[Start of section]
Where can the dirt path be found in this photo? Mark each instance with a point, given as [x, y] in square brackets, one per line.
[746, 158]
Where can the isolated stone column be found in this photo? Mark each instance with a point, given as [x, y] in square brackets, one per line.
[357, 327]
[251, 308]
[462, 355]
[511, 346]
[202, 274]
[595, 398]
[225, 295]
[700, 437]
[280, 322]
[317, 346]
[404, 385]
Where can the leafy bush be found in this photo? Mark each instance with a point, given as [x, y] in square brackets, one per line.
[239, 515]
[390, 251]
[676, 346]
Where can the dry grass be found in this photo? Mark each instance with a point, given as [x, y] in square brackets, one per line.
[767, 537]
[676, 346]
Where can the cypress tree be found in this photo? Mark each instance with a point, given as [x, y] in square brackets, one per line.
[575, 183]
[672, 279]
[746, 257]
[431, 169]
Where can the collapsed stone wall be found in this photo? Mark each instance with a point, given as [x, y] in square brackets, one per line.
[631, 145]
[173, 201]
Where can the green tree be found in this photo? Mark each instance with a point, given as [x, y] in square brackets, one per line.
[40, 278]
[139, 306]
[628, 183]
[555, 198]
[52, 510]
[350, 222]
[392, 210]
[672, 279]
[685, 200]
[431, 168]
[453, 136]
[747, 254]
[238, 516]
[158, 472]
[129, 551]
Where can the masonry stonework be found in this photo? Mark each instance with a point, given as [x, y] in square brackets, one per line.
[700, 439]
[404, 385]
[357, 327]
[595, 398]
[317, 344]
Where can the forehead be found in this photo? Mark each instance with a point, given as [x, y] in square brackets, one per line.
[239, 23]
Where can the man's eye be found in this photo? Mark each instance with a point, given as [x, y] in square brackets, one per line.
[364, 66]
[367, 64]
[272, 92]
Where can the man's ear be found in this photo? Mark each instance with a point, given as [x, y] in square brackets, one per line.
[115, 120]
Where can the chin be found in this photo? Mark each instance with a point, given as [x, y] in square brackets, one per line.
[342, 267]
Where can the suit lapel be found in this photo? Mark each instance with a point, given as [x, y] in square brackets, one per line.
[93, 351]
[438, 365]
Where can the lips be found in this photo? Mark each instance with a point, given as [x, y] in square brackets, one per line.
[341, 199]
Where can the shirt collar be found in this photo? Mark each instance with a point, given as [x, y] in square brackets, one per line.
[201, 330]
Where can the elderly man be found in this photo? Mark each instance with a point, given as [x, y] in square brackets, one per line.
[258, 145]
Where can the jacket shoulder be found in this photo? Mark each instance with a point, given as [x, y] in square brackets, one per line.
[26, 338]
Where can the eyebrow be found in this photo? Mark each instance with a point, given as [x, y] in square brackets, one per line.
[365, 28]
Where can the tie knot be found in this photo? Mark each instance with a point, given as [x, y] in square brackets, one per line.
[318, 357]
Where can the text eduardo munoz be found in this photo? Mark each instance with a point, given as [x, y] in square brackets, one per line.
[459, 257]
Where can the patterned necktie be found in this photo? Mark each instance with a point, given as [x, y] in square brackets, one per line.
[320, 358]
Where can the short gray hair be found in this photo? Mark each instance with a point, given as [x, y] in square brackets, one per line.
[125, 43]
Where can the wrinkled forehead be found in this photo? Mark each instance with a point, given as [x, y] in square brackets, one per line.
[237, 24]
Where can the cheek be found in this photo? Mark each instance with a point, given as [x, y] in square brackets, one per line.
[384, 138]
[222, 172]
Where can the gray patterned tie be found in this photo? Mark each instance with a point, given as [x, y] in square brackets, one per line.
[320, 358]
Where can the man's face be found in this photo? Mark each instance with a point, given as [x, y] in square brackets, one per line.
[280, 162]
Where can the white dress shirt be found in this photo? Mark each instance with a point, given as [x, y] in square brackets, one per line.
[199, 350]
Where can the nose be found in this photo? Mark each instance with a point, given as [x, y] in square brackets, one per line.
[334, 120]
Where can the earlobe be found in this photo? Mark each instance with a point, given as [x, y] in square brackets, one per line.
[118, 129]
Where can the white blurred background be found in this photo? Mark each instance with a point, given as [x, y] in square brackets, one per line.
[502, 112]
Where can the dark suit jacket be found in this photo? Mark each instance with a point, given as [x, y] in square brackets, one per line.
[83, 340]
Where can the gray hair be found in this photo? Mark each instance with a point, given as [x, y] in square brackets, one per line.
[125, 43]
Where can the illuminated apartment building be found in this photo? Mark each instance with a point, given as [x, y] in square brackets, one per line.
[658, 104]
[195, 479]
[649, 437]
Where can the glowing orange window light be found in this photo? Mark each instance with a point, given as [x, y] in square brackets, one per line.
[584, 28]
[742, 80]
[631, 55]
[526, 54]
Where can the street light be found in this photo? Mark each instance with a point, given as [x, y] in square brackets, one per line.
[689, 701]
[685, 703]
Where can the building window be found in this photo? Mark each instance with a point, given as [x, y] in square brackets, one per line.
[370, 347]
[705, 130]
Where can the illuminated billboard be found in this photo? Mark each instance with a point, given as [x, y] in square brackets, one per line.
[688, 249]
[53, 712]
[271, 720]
[End of section]
**TRY IT**
Extract all of the data above without altering anything.

**ANSWER BOX**
Where can the dirt path be found in this photo? Mark each instance with a point, given as [x, y] in square brackets, one per line.
[746, 158]
Where can the isolated stone column be found in this photo? Mark each instance with a point, given as [x, y] in square brackets, one per line.
[357, 327]
[251, 308]
[462, 355]
[511, 346]
[202, 274]
[595, 398]
[225, 295]
[700, 437]
[280, 322]
[317, 346]
[404, 385]
Where can the leafy bush be found in this photo? Mark each instance with a point, given as [x, y] in square brackets, one per line.
[239, 515]
[390, 251]
[676, 346]
Where can the dry grass be found in this photo? Mark each instance with a point, given as [x, y] in square brackets, one per line.
[767, 537]
[676, 346]
Where can the cypress tree be found in this photo? Mark each instance with a point, given as [x, y] in square brackets, one per line.
[575, 183]
[672, 279]
[746, 257]
[431, 169]
Where can the collapsed stone wall be found in this photo? Mark each instance with a point, given as [x, y] in square brackets, one per line.
[631, 145]
[173, 201]
Where can the green tree be found in this photo? Mark each instance with a point, given as [x, y] in square brackets, one per line.
[40, 278]
[139, 306]
[628, 183]
[555, 198]
[52, 510]
[350, 222]
[392, 210]
[672, 279]
[685, 200]
[431, 168]
[453, 136]
[747, 254]
[238, 516]
[158, 472]
[129, 551]
Where can the masonry stonework be found in this photo? Mark each instance with a point, given as [x, y] in square brackets, one per line.
[700, 439]
[404, 385]
[357, 327]
[595, 398]
[317, 344]
Where can the forehead be found in this photo? Mark each instance with a point, given as [x, y] in square brackets, one per line.
[239, 23]
Where can the man's eye be found in this photo? Mark each instance with a point, given as [x, y] in square brackets, one per line.
[364, 66]
[367, 64]
[272, 92]
Where can the man's ear be found in this photo? Mark each instance with a point, given as [x, y] in square brackets, one per line.
[115, 120]
Where can the chin be found in this photo? Mark each instance with a point, given as [x, y] in square brackets, one per line.
[342, 267]
Where can the suit lapel be found in this photo? Mark each instance with a point, given as [x, y] in square brackets, one per line.
[93, 351]
[438, 365]
Where can the lips be found in this photo? Mark each instance with a point, given as [x, y] in square brackets, one per line.
[341, 199]
Where can the shirt collar be found in this photo? Mark each instance with a point, given as [x, y] in square brackets, one per line.
[201, 330]
Where can the elderly man be found in this photo? Mark each instance with a point, given as [x, y] in square brackets, one per line.
[258, 145]
Where can the jacket shoulder be found in this photo? Mark each instance with a point, given as [x, y] in square brackets, one per line.
[26, 338]
Where can the eyebrow be found in this photo? Mark each instance with a point, given as [x, y] in square brackets, one per line.
[365, 28]
Where can the tie knot be found in this photo? Mark each instance with a point, given as [x, y] in square brackets, one per line.
[318, 357]
Where can the text eduardo munoz be found in this photo? Mark each instance with a point, given as [x, y] in square brackets, one per line.
[459, 257]
Where can the patterned necktie be found in this photo? Mark each instance with a point, given as [x, y] in square brackets, one per line.
[320, 358]
Where can the short gray hair be found in this photo? Mark each instance with a point, given as [x, y] in square brackets, one per line.
[125, 43]
Where can the wrinkled forehead be found in this photo? Mark each instance with a point, given as [x, y] in square brackets, one per line.
[237, 24]
Where can the cheek be found in this photo? Mark each instance with a point, given as [x, y] in square brackets, one per line.
[384, 138]
[222, 172]
Where can the gray patterned tie be found in this photo? Mark each instance with a point, given as [x, y] in square brackets, one per line.
[320, 358]
Where can the man's face be found in this photo? Mark each instance with a point, given as [x, y] in square brackets, one per line.
[280, 162]
Where can the white dress shirt be found in this photo? Mark each instance with a point, given as [x, y] in square brackets, one per line.
[199, 350]
Where can the nose be found in this photo? Mark each instance with a point, given as [x, y] in square brackets, one per line.
[334, 120]
Where can the earlobe be found in this photo? Mark each instance with a point, given as [x, y] in square brackets, one per line.
[118, 129]
Where can the white blurred background be found in this photo? Mark each instance with a point, given as [x, y] in square brackets, one per line.
[502, 112]
Where can the dark suit jacket be found in this photo? Mark each instance with a point, given as [x, y] in square brackets, one per line.
[83, 340]
Where can the gray hair be found in this photo? Mark each instance with a point, given as [x, y] in square brackets, one per line.
[125, 43]
Where can the illuminated apartment building be found in this photo? Mark each instance with a point, given as [x, y] in square brackets, one per line.
[658, 104]
[195, 479]
[649, 437]
Where can the glowing orange window light be found in this photo? Mark each instance with a point, given as [x, y] in square brackets, one per line.
[584, 28]
[742, 80]
[631, 55]
[526, 54]
Where can the street light be found in this photo? Mark each instance with a point, given as [x, y] in square brackets, one per line.
[689, 701]
[685, 703]
Where can the building window be found in this photo? Mark each instance with a point, given as [x, y] in square brackets, one per line.
[370, 347]
[705, 130]
Where can the illuminated billboard be found in this photo? Mark each instance with a point, given as [x, y] in square brackets, one per line.
[688, 249]
[53, 712]
[271, 720]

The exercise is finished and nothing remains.